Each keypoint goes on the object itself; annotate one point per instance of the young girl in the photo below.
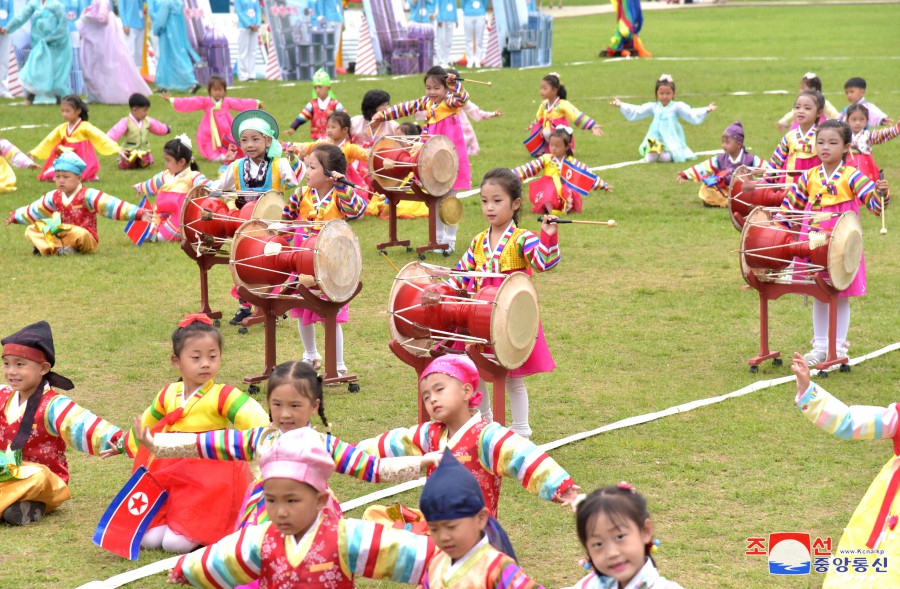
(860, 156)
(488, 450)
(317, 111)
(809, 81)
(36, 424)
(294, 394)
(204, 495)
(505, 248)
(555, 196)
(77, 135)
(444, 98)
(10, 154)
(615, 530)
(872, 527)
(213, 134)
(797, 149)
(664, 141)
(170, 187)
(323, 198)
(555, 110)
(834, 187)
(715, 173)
---
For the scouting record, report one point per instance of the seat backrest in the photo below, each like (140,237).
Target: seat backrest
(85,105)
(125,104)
---
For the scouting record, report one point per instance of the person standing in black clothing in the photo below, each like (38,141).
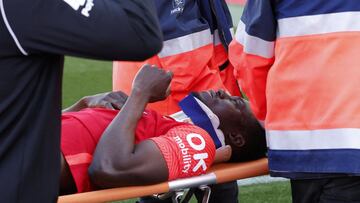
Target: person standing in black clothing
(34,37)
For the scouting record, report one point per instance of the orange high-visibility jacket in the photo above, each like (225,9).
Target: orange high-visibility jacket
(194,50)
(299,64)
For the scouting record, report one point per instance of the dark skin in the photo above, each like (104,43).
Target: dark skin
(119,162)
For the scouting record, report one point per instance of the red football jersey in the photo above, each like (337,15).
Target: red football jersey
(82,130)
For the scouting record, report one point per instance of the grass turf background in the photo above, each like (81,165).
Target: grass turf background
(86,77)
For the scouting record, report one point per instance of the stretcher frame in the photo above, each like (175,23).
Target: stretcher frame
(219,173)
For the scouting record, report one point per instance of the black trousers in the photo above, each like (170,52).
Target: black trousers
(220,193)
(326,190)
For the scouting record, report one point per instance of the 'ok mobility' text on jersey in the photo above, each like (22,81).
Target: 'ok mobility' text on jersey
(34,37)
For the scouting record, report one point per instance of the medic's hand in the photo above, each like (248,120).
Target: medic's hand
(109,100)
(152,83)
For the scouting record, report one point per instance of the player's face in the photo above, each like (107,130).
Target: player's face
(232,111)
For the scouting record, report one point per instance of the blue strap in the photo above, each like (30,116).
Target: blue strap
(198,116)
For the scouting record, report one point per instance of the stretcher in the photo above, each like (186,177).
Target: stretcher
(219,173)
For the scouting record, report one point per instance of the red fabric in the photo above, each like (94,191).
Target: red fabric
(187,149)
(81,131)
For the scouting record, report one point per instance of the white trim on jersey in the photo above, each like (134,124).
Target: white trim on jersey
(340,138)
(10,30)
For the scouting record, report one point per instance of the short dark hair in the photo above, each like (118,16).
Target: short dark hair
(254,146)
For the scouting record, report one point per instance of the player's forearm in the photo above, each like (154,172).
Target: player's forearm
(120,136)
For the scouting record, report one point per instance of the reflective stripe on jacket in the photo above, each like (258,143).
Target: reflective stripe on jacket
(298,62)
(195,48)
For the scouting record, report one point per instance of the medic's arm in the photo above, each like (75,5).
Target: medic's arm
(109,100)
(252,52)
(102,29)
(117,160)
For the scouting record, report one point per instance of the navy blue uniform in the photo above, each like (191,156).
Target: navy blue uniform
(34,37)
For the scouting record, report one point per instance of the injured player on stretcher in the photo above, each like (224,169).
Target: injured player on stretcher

§ HOW TO COMPLETE THIS TASK:
From the records above, pull out every line containing the word "injured".

§ ANSWER TO THIS EXERCISE:
For the scouting record, report one point per instance of the injured player on stretcher in the photo above, each like (224,169).
Target: injured player on stretcher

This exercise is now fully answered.